_Textauszug:_

● ● ●

Der amerikanische Regisseur David Lowery nahm sich nun des Stoffs wieder an, und er hält sich erstaunlich eng an die Vorlage. Lowery hat sich vor allem mit „A Ghost Story“ einen Namen gemacht. Seine erste große Produktion war „Pete’s Dragon“ (deutsch: Elliot der Drache), den er 2016 für Disney drehte, eine Neuverfilmung von „Pete’s Dragon“ aus dem Jahr 1977, der auf Deutsch den Titel „Elliot, das Schmunzelmonster“ trägt. Lowerys Erfahrungen mit dem Fantasy-Genre erlebt mit „The Green Knight“ einen neuen Höhepunkt. Er schrieb auch das Drehbuch und schafft es virtuos, die drohenden Genreklischees zu umschiffen. Seine Erzählweise ist kraftvoll, überraschend, aber erfreulich langsam, wie ein ruhiger Fluss. Und vor allem schafft er es, dem Film eine Mehrdeutigkeit und Rätselhaftigkeit zu verleihen, die den Zuschauer immer tiefer in das Abenteuer des Protagonisten hineinzieht.

● ● ●

_Deine Aufgabe:_ Nenne alle Filmtitel, die im Textauszug über den Regisseur David Lowery vorkommen, und führe jeden Titel nur einmal auf. Die Datensätze sind eigenständiges Material und gehören nicht zum Textauszug.

_Punktbasierte Annotationsdaten:_
● ● ●

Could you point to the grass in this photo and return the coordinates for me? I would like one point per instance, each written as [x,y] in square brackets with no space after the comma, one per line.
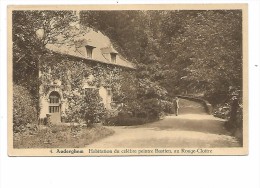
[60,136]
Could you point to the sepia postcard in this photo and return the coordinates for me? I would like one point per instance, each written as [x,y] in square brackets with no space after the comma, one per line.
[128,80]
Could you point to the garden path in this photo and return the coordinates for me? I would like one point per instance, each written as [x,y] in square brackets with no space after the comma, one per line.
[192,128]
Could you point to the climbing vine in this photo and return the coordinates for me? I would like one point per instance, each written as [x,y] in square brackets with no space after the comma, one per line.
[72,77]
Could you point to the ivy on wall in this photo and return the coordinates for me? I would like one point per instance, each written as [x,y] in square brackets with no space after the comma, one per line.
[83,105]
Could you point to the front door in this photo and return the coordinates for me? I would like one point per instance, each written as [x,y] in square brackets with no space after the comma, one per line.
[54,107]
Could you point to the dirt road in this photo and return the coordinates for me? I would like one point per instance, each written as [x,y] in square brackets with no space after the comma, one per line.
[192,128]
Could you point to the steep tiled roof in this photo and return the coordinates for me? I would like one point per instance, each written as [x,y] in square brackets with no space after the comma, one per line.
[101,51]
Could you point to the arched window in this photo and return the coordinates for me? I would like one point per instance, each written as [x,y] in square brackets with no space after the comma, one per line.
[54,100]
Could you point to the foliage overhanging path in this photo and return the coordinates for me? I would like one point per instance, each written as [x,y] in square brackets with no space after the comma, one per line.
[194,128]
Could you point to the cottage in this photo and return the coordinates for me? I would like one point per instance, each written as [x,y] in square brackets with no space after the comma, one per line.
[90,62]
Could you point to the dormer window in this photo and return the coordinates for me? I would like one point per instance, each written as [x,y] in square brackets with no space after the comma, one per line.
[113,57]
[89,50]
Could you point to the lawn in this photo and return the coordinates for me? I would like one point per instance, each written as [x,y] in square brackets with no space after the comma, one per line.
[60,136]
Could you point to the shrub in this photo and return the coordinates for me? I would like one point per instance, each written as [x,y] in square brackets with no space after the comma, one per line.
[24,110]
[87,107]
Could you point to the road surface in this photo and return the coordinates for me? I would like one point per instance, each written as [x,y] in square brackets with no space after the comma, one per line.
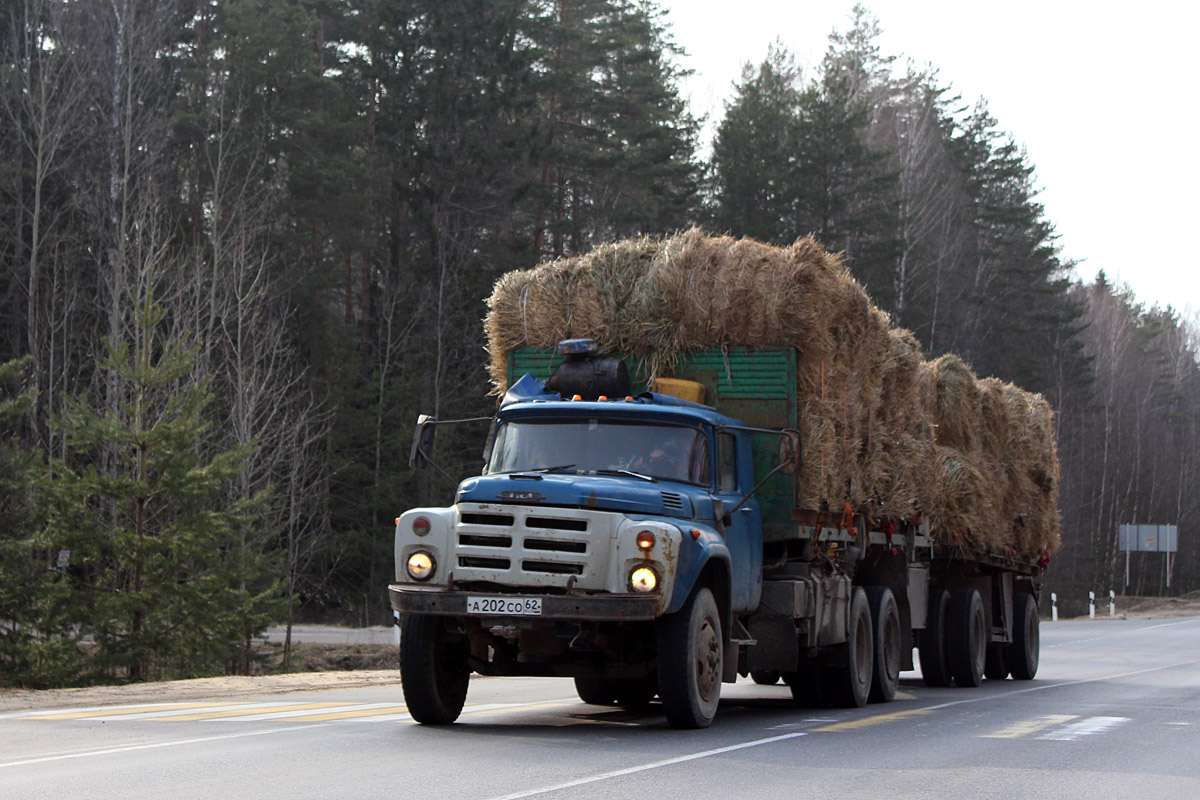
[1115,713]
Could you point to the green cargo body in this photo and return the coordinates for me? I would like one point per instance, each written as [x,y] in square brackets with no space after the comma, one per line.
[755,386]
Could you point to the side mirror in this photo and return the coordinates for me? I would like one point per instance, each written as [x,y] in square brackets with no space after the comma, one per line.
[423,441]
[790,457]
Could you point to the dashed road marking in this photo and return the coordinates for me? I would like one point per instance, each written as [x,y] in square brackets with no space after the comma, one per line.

● ● ●

_Fertige Lösung:_
- A Ghost Story
- Pete’s Dragon
- Elliot der Drache
- Elliot, das Schmunzelmonster
- The Green Knight